[Material for the task — start]

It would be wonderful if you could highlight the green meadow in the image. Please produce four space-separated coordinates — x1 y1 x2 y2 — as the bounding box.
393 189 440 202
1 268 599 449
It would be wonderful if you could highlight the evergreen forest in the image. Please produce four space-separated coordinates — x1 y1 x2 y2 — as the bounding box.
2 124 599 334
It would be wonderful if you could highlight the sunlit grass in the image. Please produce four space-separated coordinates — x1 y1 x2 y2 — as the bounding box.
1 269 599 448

[Material for the task — finish]

Repeat the records, every one of them, without any deviation.

◆ **Reply**
It would be wonderful if you could highlight the green meadow in the image. Please produce four space-separated coordinates — x1 y1 x2 y2 — as the bounding box.
393 189 440 202
1 268 599 449
It would be wonderful if you could highlight the evergreen forest in the image. Please produce four space-separated coordinates — x1 y1 x2 y2 — as the bounding box.
2 124 599 334
It would be wonderful if you could highlight the sunlit grass in the image. Please produce four space-separated coordinates — x1 y1 x2 y2 — as the bounding box.
1 269 599 448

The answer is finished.